The entries follow. Copy every line in which "trailer" appears.

"""

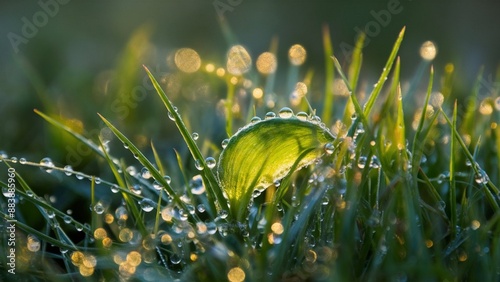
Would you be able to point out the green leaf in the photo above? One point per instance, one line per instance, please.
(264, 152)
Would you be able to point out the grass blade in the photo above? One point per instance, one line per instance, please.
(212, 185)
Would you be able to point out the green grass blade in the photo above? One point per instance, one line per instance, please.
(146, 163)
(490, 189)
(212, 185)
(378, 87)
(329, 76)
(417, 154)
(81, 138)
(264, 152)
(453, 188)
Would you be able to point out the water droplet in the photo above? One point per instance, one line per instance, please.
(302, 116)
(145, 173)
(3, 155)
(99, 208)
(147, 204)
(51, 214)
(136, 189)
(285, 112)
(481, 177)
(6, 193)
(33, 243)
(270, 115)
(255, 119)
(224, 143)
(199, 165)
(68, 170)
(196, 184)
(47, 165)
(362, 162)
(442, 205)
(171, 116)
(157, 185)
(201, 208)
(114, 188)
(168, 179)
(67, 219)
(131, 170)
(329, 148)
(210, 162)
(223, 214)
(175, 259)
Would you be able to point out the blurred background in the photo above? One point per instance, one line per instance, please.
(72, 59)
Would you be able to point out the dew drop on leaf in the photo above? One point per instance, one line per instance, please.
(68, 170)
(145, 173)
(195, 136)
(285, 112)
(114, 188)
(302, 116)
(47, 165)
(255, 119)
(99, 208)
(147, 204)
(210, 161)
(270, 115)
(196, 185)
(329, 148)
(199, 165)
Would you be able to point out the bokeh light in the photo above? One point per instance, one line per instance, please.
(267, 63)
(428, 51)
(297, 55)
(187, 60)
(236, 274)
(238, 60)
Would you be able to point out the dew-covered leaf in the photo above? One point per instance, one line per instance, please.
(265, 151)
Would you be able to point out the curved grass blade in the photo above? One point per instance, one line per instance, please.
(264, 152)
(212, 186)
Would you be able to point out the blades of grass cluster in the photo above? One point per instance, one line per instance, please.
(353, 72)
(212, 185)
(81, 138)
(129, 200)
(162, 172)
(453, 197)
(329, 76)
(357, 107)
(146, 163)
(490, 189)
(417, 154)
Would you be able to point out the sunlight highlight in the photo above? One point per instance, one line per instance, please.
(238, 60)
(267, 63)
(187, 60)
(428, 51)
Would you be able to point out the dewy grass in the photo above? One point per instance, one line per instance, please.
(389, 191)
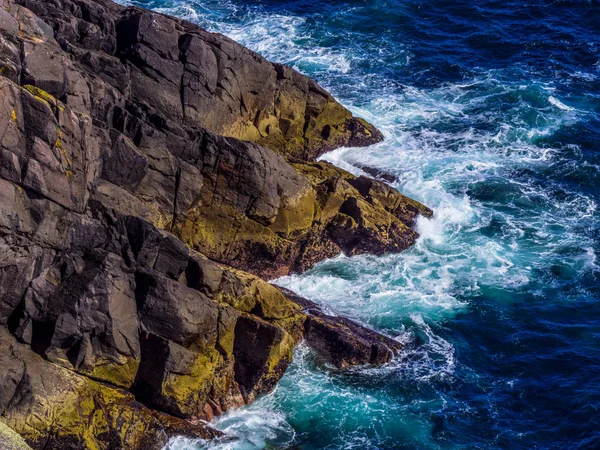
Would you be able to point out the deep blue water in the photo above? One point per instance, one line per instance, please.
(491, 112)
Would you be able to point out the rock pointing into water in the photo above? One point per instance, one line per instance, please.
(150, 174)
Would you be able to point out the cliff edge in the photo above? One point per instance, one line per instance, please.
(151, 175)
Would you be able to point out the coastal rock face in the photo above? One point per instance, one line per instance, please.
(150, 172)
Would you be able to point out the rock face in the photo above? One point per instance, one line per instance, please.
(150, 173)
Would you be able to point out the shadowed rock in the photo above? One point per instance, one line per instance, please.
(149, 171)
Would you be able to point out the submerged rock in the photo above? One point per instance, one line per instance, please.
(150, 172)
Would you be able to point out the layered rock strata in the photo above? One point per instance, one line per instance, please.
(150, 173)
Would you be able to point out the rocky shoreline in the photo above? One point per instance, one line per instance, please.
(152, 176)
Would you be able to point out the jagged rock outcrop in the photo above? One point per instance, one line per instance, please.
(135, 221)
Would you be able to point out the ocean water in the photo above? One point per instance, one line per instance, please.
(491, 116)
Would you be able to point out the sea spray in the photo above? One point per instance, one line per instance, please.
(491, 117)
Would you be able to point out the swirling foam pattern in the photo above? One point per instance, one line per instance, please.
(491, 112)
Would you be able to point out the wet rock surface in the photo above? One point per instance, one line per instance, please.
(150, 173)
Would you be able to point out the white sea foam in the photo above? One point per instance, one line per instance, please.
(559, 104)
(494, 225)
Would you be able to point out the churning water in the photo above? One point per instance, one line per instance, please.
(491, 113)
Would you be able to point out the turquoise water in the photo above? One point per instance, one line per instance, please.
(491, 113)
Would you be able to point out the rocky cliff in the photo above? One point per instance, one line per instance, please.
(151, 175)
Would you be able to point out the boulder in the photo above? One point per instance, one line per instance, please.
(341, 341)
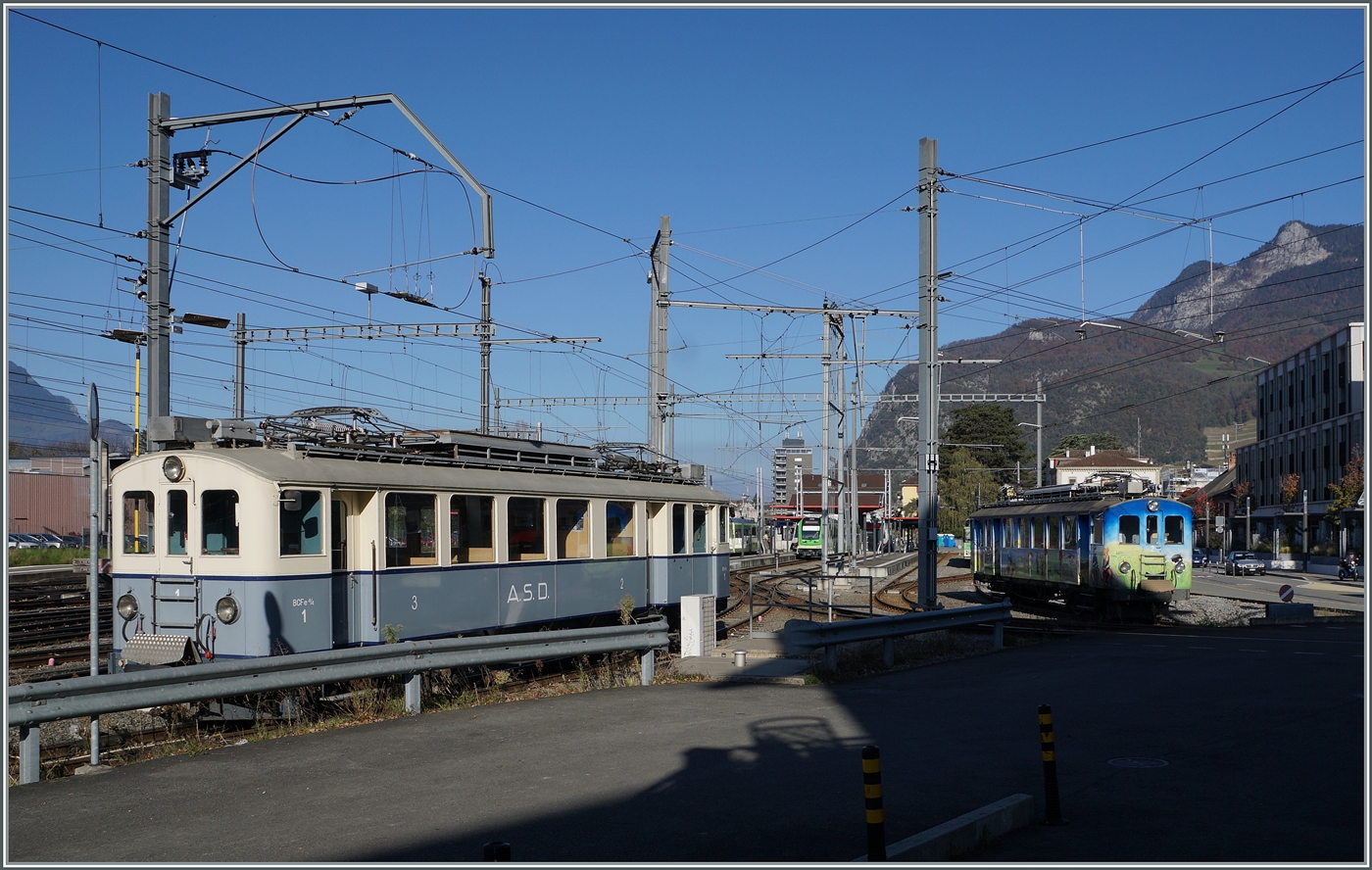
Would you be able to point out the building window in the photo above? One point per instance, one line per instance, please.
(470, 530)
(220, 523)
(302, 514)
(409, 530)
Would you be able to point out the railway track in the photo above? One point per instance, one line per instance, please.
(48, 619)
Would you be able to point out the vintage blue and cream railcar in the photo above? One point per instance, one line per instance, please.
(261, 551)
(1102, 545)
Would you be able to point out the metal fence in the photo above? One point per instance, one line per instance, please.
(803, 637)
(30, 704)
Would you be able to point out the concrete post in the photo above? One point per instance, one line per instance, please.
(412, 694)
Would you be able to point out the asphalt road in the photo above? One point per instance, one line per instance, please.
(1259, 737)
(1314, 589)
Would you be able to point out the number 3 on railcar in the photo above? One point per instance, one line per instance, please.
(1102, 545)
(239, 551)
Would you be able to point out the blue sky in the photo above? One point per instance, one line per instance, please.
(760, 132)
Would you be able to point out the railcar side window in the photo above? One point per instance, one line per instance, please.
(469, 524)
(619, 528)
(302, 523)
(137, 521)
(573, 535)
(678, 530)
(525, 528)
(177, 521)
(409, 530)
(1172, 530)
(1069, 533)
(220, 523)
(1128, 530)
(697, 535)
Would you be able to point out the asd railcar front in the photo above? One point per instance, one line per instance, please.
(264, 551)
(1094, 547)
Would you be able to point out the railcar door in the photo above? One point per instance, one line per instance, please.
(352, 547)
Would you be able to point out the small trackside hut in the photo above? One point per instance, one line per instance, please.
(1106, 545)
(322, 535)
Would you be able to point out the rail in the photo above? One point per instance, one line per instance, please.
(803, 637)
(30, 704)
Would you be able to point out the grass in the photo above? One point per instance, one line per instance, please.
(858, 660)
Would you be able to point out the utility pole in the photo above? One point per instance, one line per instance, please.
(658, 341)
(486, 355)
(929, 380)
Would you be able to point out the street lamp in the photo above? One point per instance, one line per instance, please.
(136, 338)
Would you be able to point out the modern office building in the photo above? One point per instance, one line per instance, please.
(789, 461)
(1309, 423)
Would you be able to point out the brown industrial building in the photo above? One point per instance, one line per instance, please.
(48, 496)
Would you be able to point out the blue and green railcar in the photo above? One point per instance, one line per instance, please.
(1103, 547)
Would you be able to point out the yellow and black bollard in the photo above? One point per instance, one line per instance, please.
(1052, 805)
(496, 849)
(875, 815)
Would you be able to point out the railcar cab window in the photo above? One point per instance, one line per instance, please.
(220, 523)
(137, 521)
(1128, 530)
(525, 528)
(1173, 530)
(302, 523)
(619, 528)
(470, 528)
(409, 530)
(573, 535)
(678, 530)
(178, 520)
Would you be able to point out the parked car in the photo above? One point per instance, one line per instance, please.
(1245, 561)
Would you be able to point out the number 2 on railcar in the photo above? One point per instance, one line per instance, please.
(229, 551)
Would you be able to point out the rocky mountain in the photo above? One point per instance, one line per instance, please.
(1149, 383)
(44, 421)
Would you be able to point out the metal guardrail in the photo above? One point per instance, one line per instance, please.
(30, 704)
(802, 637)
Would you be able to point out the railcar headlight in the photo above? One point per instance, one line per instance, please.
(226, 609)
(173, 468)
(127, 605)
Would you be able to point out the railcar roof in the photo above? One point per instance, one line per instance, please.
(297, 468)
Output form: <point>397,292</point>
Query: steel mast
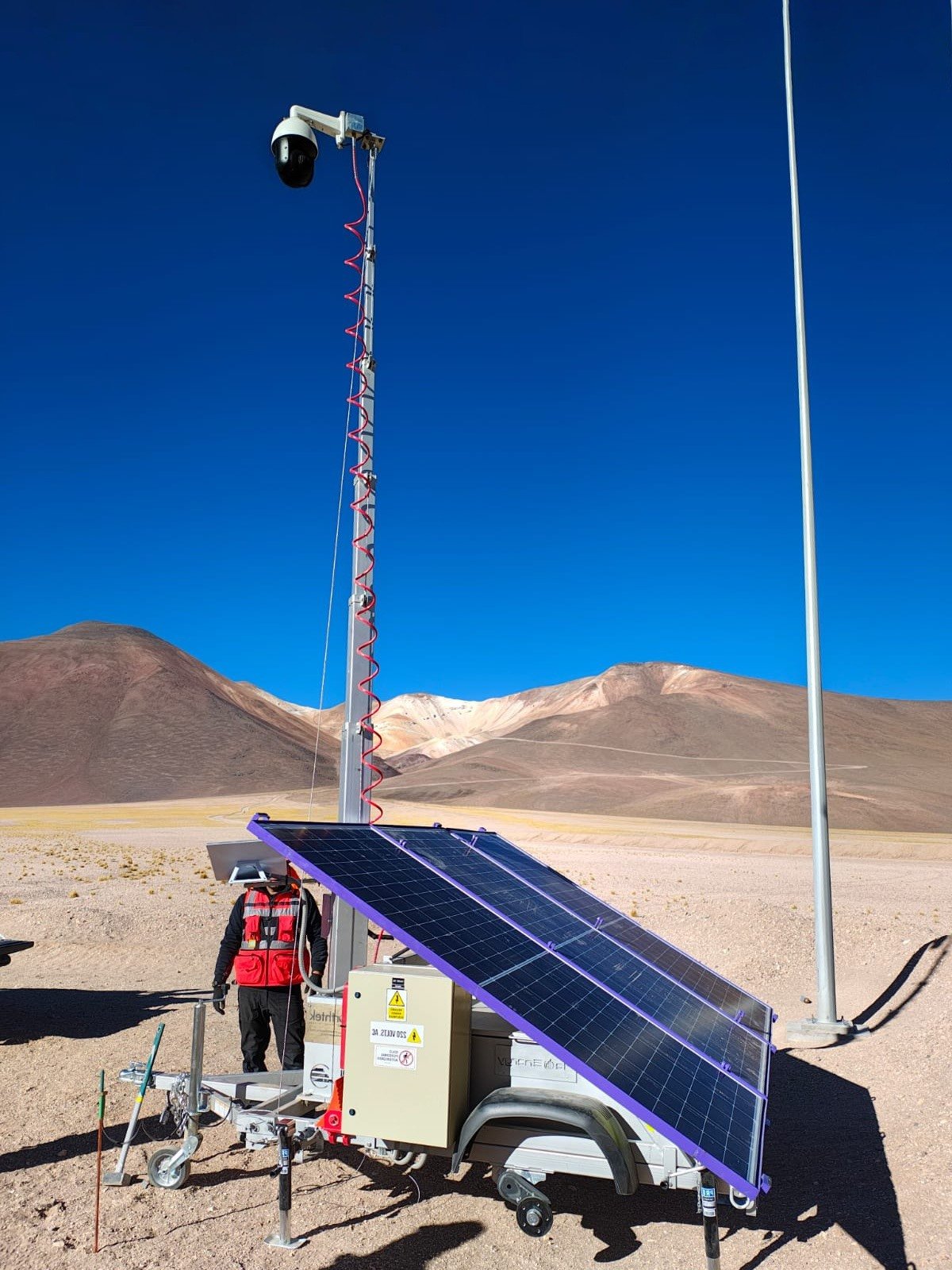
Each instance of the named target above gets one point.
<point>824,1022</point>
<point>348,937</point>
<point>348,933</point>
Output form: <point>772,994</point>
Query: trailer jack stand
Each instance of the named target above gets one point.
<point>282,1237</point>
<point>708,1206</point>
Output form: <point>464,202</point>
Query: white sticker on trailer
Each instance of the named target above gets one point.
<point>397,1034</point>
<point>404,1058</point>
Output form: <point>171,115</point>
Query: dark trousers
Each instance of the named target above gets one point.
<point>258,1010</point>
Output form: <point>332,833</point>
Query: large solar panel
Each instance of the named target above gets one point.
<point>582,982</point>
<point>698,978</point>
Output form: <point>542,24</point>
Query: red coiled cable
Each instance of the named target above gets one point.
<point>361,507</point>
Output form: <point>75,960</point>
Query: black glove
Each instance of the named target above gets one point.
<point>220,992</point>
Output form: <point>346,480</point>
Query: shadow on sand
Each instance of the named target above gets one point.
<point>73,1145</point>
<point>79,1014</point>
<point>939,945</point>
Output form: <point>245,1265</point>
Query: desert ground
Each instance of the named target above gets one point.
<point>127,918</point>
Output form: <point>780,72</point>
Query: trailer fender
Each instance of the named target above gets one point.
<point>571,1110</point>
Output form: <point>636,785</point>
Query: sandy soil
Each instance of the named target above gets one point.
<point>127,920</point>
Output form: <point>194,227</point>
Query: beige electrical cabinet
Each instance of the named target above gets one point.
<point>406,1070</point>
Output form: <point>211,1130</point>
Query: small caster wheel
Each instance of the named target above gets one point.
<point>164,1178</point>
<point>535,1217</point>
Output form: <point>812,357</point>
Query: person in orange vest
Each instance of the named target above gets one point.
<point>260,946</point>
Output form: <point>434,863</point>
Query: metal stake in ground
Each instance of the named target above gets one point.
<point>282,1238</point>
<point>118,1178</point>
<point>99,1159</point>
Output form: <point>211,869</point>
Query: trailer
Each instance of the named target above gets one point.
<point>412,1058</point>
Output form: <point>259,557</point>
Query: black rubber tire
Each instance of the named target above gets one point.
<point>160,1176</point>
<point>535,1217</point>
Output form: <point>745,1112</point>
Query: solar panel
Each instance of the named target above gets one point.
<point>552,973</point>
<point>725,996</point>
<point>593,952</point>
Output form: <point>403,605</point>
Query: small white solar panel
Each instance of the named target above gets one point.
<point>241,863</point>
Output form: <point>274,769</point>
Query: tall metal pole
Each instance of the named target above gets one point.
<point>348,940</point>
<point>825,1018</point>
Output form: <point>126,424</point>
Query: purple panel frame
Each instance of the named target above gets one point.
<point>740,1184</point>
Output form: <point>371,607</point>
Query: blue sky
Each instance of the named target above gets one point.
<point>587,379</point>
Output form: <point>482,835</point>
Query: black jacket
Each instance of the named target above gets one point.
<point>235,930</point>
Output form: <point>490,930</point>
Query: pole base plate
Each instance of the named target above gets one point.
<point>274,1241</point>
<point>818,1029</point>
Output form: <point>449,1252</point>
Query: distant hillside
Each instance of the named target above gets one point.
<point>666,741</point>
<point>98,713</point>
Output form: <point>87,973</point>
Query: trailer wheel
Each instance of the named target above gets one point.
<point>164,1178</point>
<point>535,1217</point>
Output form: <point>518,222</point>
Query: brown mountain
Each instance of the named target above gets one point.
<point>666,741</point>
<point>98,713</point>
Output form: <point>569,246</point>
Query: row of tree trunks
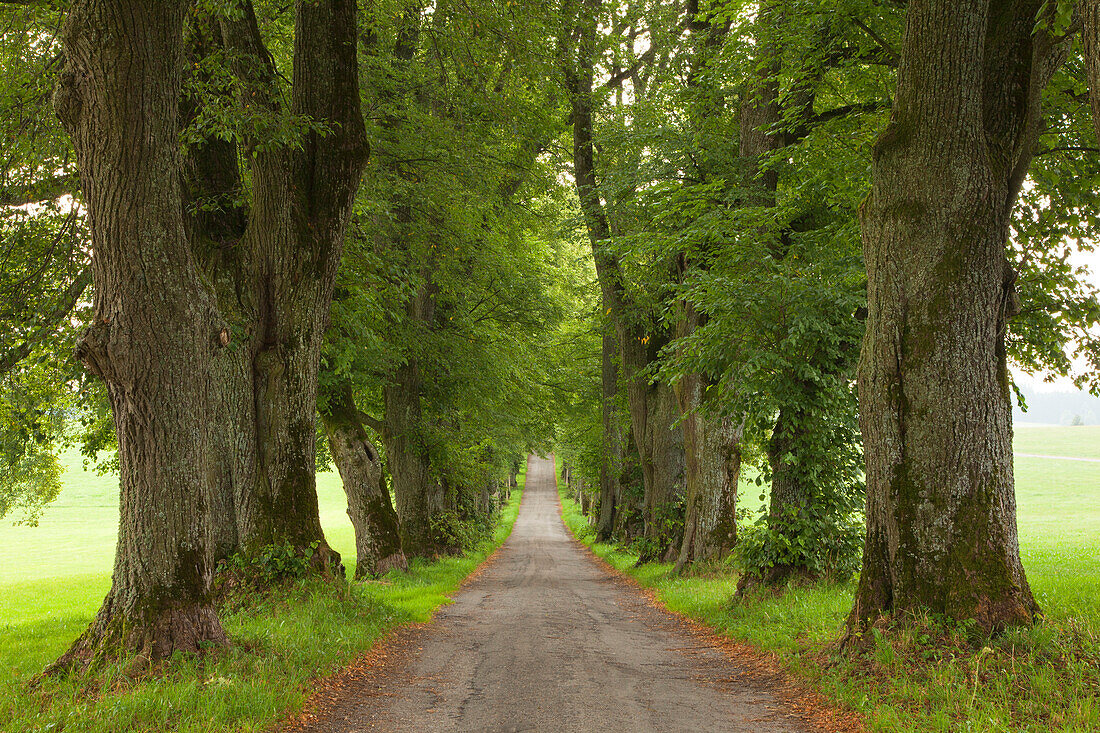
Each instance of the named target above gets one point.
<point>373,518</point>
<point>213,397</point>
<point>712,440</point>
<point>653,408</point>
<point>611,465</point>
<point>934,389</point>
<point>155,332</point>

"""

## Result of the exercise
Query: trailer jack stand
Query: white sticker on trailer
Query: trailer fender
Query: trailer
Query: trailer wheel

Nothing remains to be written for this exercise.